- Work to be completed
Could the entries below be transcribed word for word, with the pictures omitted?

- Material to process

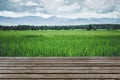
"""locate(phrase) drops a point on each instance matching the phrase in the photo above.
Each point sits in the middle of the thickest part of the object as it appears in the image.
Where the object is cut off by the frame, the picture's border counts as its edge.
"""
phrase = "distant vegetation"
(59, 42)
(72, 27)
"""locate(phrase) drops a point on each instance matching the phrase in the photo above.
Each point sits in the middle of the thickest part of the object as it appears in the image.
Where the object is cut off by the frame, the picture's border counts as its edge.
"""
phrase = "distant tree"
(89, 27)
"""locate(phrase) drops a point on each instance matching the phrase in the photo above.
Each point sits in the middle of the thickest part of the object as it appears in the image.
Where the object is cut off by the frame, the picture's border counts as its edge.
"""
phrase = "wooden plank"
(59, 68)
(59, 58)
(61, 64)
(60, 71)
(60, 76)
(22, 60)
(59, 79)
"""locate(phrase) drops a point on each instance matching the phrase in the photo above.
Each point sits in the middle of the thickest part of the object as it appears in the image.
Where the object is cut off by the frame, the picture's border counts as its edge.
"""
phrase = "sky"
(61, 8)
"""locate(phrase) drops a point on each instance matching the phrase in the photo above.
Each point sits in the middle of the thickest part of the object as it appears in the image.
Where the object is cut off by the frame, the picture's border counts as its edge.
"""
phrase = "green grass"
(60, 43)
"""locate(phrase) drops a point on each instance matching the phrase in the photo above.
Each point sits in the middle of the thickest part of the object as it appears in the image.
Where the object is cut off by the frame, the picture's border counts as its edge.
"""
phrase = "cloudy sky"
(61, 8)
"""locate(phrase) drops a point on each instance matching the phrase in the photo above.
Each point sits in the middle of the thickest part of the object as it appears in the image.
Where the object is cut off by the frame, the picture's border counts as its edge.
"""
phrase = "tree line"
(62, 27)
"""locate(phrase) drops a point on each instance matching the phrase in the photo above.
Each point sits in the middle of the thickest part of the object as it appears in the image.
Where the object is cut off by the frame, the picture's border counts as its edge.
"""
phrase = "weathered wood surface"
(35, 68)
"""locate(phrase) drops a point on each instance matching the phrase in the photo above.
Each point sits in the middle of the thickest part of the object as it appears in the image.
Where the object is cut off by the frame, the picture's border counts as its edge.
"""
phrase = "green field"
(60, 43)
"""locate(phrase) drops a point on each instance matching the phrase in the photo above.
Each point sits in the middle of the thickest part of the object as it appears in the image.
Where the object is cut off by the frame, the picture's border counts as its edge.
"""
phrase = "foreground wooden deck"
(102, 68)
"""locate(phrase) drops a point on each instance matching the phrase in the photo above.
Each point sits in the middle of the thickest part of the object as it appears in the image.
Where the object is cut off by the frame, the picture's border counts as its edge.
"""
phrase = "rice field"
(63, 43)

- Finished exercise
"""locate(phrase) drops a point on each instance matching the phrase in the photo above.
Each point sits in the middle of the thickest part of the object as it appears in the image.
Where the object is cut off by the frame, the picture's border counts as its edge.
"""
phrase = "distant vegetation"
(59, 42)
(72, 27)
"""locate(phrase) drops a point on each instance matching the phrase in the photo above.
Each point sits in the middle of the thickest part of the object as it appears in the image.
Where the object is cut off by the frame, the picture's border counts as its edge.
"""
phrase = "distant tree"
(89, 27)
"""locate(phrase) drops a point on each instance matching the phrase in the photo above.
Each point sits in the middle of the thickest part of the object as it appears in the image.
Where the object is cut off by the frame, the picture's border counts as its edge.
"""
phrase = "wooden plank"
(59, 68)
(59, 58)
(61, 64)
(60, 71)
(60, 76)
(22, 60)
(59, 79)
"""locate(phrase) drops a point on each instance matching the phrase in the photo above.
Each point sits in the middle of the thickest part of the object as it appears in the image.
Where the object is cut off by the frame, the picture's border counts as its edge.
"""
phrase = "sky"
(61, 8)
"""locate(phrase) drops a point on each instance matching the phrase in the photo above.
Each point sits in the middle of the thickest part of the object as it appears in the image.
Where the object is cut off by the frame, the picture's border counts as its edge.
"""
phrase = "green grass"
(60, 43)
"""locate(phrase) drops a point on each instance matching the phrase in the photo above.
Each point sits in the middle of the thickest part of the object as it appears in the image.
Where the object is cut off by the frame, the picture's border counts as its edge.
"""
phrase = "cloudy sky"
(61, 8)
"""locate(phrase) drops a point on each instance matching the phrase in the photo above.
Each point sits in the middle of the thickest part of the object as it appears in the image.
Where the object is cut off by the frame, the picture's border counts as its edge.
"""
phrase = "tree line"
(62, 27)
"""locate(phrase) drops a point on each instance matching the phrase in the photo above.
Each point sits in the middle of the thickest part of the object as it appears in the image.
Where the object is cut off by the frame, the picture's border counts as its edge.
"""
phrase = "weathered wood surface"
(35, 68)
"""locate(phrase) drops a point on each instance matching the phrase in the photo above.
Each point sits in the middle of the thickest part of the object as it appears in the image.
Where the object is cut off by the frame, the picture's border counts as its edge.
"""
phrase = "green field"
(60, 43)
"""locate(phrase) drops a point on each instance matching the phrase in the photo above.
Each point sits in the middle of the thickest part of the object as it appears in the image.
Where the object is cut off by the frame, the picture's border counts as its edge.
"""
phrase = "foreground wooden deck"
(102, 68)
"""locate(phrase) drops a point on each instance matching the phrase in the photo above.
Each point sits in the middle of the thickest part of the object as it appears in the image.
Where the object is cut off by the frame, the picture's border counts as its edge.
"""
phrase = "rice field"
(63, 43)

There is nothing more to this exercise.